WHAT YOU NEED TO DO:
The answer should be each line from the entries below that has the word "white" in it.

RECORD EXTRACTS:
★ ★ ★ ★ ★ ★ ★
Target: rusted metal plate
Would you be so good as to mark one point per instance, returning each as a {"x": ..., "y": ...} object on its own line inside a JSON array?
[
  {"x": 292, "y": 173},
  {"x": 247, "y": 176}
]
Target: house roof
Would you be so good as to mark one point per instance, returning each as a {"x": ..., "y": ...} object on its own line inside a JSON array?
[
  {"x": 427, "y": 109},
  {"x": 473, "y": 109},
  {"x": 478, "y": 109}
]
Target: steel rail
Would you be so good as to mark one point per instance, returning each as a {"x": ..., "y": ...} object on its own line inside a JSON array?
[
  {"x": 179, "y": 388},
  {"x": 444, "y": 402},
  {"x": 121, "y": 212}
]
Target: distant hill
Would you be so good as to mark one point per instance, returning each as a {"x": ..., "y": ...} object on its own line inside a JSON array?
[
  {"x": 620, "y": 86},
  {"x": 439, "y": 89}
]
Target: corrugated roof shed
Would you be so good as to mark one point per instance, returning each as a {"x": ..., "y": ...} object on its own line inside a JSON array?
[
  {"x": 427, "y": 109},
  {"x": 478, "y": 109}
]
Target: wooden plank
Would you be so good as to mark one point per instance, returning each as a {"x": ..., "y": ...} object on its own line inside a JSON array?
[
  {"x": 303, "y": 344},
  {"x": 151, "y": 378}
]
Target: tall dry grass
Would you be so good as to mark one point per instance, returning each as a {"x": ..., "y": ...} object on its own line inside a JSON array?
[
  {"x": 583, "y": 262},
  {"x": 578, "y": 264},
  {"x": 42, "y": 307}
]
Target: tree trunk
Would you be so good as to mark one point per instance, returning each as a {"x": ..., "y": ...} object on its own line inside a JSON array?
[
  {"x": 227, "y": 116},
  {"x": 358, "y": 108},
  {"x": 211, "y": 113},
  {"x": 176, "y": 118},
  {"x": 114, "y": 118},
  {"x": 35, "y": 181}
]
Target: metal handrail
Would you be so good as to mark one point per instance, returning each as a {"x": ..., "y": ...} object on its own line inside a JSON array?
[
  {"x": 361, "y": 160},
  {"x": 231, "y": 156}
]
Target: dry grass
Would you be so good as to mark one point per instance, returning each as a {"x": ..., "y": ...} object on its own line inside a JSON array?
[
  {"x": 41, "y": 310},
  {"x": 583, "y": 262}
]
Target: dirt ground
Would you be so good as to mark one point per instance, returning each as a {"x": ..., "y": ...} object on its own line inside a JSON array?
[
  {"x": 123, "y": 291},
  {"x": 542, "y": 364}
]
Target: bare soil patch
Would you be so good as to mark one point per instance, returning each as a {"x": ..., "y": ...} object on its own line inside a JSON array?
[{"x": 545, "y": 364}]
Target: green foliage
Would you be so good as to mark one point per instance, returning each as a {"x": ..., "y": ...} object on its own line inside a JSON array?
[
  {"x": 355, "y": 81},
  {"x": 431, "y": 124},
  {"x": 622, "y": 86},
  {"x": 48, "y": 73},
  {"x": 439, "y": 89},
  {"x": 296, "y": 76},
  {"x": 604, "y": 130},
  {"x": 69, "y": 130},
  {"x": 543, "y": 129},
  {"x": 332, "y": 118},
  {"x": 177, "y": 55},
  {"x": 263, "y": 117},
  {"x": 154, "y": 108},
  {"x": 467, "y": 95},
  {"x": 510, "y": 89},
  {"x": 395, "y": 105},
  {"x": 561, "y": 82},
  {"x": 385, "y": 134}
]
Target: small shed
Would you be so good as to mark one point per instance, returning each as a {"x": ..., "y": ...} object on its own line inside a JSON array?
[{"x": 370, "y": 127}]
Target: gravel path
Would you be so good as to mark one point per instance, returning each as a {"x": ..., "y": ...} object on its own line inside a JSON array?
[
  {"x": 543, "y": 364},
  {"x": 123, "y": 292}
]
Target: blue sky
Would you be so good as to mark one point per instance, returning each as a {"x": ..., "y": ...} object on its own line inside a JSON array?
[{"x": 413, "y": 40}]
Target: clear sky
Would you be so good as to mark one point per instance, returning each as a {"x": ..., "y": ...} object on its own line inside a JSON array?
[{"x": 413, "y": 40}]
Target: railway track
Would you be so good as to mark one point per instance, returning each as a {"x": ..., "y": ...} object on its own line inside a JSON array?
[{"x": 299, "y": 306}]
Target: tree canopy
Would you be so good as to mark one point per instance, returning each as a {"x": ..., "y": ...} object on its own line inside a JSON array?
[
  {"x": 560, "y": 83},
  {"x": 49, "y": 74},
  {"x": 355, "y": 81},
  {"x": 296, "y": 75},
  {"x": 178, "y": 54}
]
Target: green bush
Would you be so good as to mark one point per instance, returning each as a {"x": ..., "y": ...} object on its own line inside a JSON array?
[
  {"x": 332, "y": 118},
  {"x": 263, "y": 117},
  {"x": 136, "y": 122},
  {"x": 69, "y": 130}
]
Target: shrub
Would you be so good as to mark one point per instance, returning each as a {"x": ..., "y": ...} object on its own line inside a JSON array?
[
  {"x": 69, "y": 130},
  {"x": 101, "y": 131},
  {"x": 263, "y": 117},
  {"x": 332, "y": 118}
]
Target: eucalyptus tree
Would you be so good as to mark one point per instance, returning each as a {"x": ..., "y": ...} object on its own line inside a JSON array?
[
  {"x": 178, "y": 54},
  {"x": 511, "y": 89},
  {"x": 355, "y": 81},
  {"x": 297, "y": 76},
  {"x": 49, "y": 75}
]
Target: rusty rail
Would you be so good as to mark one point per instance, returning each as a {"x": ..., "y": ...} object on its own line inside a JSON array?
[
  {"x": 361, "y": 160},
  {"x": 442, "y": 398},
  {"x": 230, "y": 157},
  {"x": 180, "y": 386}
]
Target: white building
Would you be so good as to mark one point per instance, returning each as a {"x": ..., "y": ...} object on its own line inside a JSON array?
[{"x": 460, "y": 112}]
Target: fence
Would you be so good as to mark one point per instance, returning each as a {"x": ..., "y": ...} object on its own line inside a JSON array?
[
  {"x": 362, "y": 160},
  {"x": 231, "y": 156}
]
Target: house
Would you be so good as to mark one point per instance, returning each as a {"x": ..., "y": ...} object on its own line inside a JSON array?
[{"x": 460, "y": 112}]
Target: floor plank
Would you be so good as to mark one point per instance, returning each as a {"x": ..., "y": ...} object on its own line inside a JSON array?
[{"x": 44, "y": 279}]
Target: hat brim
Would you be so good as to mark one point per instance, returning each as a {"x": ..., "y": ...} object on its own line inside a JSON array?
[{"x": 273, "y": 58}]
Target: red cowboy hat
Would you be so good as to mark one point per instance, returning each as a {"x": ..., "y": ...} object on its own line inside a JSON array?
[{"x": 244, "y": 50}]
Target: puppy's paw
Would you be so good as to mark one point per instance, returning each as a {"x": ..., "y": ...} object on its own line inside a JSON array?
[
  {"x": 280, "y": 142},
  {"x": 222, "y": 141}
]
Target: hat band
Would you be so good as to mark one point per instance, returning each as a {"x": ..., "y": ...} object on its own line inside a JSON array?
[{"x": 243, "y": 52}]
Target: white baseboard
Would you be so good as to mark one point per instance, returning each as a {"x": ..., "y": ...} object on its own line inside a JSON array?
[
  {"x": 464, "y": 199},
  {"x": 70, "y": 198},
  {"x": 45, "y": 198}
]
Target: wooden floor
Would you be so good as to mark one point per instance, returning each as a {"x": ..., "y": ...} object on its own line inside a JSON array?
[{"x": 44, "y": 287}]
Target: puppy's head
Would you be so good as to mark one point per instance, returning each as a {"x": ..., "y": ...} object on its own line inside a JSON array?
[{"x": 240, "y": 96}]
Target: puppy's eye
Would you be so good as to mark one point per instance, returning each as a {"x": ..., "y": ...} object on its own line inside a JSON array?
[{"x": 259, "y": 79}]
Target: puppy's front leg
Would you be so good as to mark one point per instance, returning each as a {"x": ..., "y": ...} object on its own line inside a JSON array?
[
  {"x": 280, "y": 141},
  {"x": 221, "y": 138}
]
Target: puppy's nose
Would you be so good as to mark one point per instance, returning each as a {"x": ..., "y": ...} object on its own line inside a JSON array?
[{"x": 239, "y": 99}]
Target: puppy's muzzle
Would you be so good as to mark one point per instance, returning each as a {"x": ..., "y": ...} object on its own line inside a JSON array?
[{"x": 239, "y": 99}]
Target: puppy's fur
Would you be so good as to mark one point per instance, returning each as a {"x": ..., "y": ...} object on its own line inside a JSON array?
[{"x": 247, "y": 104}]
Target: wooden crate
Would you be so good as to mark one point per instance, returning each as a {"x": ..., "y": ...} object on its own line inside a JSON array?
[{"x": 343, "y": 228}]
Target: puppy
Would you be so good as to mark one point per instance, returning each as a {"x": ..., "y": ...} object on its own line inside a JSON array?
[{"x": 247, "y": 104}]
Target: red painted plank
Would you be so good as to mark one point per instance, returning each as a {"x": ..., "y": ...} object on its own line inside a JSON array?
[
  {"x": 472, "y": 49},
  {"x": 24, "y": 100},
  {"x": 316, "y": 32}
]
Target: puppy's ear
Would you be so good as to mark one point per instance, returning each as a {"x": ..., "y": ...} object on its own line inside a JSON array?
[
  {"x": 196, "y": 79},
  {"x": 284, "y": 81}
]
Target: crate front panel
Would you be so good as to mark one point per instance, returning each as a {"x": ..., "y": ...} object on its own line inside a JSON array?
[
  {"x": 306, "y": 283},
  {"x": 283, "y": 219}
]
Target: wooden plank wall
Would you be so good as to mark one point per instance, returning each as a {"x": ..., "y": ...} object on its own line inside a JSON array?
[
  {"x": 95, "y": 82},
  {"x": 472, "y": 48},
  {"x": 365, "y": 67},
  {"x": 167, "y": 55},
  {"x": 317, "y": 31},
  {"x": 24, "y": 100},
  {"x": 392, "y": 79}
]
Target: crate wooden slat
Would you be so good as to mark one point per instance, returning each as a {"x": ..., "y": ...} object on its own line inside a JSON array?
★ ★ ★ ★ ★ ★ ★
EXERCISE RESULT:
Target: white building
Target: white baseboard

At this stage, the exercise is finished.